= TASK BRIEF =
Go through the entries, filter for the word "shirt", and copy every line that has it.

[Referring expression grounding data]
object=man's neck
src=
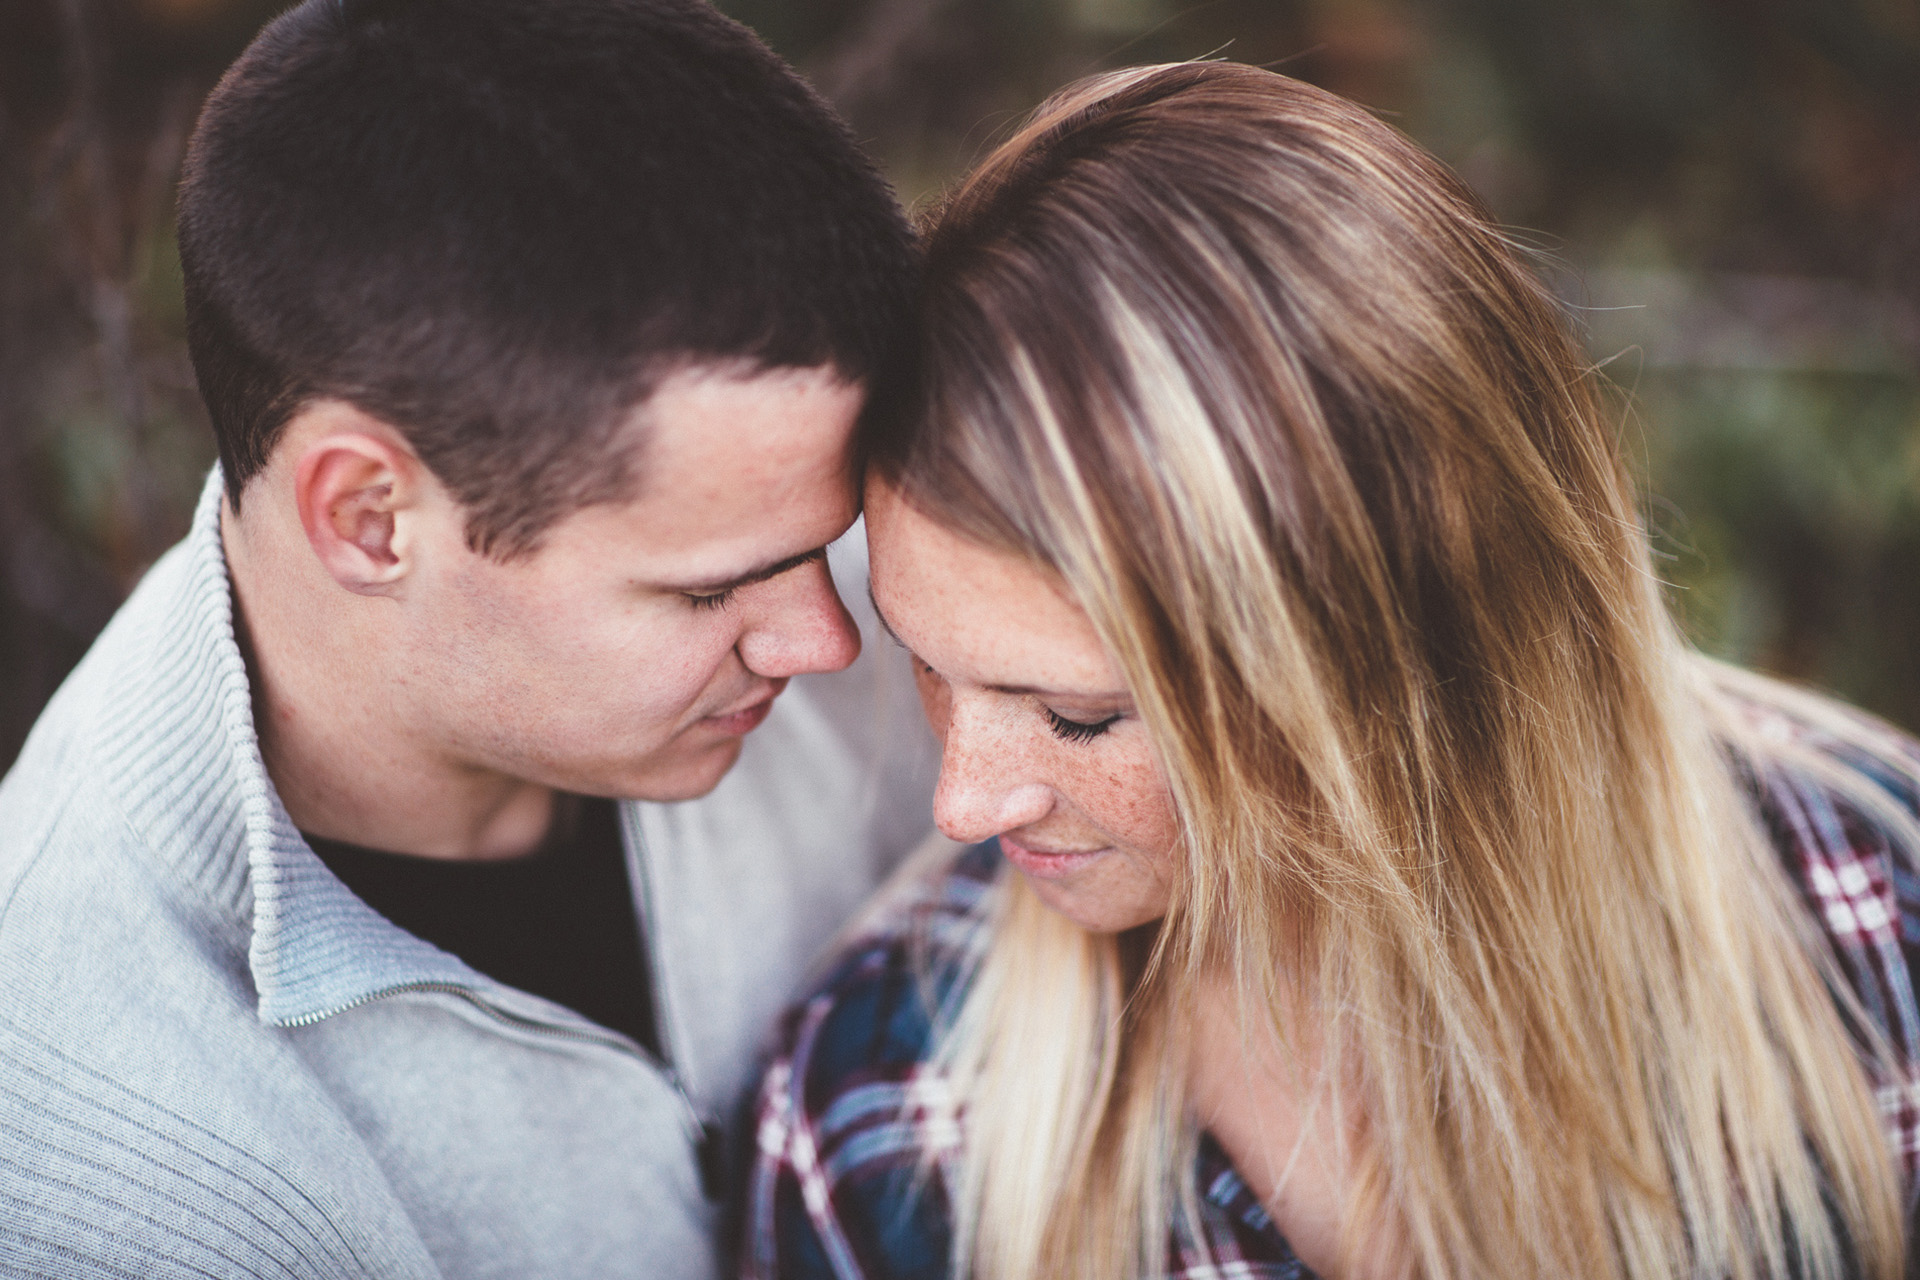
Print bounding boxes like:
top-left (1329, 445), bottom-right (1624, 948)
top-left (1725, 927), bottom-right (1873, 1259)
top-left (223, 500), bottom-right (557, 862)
* * *
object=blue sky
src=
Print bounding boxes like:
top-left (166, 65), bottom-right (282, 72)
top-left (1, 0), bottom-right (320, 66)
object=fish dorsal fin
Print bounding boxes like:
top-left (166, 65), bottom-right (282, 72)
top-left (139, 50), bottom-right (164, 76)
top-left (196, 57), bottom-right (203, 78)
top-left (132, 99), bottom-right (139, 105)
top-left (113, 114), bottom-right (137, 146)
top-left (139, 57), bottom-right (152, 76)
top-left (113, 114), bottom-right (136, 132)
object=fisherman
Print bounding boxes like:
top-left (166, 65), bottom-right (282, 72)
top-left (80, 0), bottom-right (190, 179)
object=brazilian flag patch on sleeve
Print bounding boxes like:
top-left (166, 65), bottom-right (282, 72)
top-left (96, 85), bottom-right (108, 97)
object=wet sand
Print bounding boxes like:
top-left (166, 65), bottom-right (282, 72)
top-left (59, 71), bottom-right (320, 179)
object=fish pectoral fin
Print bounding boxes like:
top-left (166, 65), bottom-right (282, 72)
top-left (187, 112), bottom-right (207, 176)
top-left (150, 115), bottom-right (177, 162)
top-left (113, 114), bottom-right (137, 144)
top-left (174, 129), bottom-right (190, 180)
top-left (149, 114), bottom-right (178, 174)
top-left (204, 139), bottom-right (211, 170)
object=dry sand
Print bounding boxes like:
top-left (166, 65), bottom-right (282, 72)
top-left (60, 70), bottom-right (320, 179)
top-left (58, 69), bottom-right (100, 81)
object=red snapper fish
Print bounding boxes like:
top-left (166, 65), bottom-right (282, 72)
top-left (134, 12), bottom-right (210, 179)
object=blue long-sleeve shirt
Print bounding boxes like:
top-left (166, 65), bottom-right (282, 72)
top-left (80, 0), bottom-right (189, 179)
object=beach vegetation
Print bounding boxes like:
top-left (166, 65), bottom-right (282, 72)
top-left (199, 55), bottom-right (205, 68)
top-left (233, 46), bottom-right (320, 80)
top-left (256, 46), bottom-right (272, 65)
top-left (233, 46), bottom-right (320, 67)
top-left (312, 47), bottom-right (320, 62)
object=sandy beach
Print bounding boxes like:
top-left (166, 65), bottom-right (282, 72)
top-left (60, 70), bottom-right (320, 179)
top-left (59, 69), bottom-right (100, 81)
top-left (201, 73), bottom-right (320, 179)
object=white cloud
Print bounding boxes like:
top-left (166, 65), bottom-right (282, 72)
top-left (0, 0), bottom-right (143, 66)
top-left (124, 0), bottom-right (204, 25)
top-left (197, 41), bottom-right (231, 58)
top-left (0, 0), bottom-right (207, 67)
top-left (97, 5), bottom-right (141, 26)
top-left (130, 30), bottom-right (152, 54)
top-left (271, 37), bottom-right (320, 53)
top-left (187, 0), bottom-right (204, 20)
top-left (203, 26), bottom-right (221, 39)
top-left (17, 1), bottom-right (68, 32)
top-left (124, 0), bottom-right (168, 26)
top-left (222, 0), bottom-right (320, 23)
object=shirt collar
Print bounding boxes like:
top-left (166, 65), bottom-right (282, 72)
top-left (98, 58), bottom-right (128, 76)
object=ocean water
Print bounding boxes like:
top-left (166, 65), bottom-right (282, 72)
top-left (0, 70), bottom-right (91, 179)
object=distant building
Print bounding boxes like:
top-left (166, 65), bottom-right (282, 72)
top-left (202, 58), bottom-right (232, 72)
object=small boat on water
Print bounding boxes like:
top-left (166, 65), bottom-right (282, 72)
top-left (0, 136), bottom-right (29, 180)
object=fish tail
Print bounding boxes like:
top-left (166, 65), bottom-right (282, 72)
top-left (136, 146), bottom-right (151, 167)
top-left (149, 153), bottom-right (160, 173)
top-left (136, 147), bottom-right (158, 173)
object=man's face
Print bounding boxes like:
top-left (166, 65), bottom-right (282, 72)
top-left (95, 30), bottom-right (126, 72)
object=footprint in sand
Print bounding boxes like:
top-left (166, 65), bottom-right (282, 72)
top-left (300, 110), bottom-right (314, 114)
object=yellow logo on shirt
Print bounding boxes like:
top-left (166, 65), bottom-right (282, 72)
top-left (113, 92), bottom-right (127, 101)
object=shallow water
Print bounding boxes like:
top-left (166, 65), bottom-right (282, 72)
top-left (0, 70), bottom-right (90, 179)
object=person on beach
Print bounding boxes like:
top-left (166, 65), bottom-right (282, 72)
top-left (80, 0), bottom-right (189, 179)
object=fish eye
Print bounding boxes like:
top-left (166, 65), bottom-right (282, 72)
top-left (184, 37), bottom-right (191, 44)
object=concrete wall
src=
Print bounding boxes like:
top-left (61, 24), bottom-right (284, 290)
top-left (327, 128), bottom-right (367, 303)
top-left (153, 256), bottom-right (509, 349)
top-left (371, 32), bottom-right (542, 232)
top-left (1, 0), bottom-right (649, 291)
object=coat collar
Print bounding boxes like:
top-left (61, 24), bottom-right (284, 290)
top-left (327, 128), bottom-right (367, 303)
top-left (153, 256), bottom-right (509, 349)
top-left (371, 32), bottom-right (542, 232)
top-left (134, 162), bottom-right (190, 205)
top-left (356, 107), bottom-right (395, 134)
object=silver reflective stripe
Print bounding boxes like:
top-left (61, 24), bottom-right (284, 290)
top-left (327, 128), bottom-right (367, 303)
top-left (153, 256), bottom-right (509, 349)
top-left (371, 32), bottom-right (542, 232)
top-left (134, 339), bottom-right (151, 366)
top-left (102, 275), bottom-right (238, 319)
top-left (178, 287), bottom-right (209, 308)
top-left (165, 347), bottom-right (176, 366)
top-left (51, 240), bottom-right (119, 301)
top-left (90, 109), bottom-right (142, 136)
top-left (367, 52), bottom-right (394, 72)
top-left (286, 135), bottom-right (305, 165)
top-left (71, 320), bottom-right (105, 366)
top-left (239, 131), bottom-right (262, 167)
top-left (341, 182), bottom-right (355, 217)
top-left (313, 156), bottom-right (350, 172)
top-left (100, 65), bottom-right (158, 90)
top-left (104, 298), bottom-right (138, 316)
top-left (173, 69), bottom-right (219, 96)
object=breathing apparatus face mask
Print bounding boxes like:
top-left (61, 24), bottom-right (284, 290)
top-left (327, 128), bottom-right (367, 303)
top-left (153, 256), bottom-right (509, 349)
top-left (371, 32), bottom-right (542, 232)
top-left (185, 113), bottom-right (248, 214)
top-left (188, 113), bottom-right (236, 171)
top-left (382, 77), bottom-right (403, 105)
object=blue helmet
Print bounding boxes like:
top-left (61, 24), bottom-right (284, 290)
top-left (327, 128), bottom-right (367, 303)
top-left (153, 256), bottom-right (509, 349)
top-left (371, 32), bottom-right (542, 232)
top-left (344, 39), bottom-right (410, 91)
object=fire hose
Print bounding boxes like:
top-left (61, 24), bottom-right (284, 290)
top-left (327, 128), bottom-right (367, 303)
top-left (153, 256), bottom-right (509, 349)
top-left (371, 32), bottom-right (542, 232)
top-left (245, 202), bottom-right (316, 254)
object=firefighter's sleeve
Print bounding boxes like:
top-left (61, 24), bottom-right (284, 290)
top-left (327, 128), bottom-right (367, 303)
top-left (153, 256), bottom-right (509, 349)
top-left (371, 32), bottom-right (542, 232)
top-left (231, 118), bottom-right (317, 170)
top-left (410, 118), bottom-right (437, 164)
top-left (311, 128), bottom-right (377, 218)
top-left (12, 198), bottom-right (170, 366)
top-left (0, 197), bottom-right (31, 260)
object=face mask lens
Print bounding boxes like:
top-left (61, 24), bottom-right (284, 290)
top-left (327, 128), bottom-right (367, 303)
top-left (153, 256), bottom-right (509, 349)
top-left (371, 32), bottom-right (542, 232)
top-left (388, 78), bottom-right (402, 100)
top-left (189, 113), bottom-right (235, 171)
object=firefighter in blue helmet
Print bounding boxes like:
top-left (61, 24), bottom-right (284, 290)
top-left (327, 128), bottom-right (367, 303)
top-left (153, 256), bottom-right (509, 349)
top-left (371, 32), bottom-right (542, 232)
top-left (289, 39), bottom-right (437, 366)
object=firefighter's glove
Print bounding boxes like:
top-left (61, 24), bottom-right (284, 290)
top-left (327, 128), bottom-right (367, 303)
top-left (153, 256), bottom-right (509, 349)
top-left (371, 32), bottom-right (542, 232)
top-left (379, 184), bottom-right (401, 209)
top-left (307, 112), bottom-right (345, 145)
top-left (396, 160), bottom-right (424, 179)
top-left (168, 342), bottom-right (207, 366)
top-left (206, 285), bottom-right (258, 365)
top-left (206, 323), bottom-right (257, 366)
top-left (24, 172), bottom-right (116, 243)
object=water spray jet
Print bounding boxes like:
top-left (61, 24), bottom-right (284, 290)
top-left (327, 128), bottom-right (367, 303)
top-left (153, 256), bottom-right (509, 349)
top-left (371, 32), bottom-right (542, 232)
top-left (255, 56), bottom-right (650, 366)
---
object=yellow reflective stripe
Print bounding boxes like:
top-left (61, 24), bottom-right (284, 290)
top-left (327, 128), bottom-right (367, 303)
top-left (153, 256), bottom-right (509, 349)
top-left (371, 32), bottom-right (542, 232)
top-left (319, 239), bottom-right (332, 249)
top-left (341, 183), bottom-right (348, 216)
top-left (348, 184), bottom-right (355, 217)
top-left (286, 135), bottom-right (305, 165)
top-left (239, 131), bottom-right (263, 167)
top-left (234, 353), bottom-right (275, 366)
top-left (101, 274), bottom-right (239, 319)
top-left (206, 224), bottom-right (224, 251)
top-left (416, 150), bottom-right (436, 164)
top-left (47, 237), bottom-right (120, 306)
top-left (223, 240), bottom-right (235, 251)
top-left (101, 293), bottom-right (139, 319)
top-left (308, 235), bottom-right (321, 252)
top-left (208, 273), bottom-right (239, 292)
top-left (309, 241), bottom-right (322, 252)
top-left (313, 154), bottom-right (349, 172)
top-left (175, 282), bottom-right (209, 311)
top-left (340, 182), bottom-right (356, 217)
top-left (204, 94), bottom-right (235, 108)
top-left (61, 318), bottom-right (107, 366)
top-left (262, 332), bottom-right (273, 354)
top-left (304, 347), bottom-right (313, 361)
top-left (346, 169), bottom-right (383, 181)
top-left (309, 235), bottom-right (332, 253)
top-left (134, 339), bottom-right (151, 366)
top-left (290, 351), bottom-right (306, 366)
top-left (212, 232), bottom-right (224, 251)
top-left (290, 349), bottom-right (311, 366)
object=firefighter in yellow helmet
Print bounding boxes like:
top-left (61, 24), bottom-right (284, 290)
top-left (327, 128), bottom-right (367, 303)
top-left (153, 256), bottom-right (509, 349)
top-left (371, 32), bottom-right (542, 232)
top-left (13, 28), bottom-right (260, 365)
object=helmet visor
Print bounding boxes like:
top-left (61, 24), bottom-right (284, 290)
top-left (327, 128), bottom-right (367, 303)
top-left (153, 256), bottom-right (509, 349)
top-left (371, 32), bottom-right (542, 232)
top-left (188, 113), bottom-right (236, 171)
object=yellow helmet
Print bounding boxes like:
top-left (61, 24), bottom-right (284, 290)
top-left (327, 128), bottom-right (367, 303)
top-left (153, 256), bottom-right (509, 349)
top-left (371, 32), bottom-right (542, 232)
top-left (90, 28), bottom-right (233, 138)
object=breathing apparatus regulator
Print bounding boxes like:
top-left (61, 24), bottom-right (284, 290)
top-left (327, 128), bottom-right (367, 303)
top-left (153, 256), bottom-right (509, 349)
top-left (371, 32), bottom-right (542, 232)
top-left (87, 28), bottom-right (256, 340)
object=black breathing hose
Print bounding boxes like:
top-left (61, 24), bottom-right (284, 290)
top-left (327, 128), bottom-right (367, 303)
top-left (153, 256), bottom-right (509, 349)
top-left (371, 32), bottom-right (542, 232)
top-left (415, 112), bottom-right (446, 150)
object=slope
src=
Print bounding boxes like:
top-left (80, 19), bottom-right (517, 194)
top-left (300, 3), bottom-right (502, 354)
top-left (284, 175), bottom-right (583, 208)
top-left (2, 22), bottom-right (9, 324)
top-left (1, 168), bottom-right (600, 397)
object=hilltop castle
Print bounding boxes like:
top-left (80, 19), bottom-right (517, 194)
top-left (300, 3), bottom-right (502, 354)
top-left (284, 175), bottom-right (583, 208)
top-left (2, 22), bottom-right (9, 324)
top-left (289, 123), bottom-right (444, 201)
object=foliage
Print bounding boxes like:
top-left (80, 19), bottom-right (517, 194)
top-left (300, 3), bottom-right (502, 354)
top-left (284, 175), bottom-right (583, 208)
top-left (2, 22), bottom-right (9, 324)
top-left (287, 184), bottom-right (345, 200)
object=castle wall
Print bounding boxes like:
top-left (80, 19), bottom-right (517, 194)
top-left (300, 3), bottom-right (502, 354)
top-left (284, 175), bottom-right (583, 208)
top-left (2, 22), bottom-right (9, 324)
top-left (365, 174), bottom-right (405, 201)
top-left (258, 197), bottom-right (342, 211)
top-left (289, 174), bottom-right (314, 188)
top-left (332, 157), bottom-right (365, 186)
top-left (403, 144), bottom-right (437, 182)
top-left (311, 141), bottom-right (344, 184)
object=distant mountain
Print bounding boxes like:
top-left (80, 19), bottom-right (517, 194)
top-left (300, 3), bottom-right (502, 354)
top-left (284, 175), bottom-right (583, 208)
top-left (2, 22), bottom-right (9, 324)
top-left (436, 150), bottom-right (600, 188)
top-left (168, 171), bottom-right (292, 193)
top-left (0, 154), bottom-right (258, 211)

= COMPLETED EXERCISE =
object=blue long-sleeve shirt
object=shirt collar
object=yellow logo on shirt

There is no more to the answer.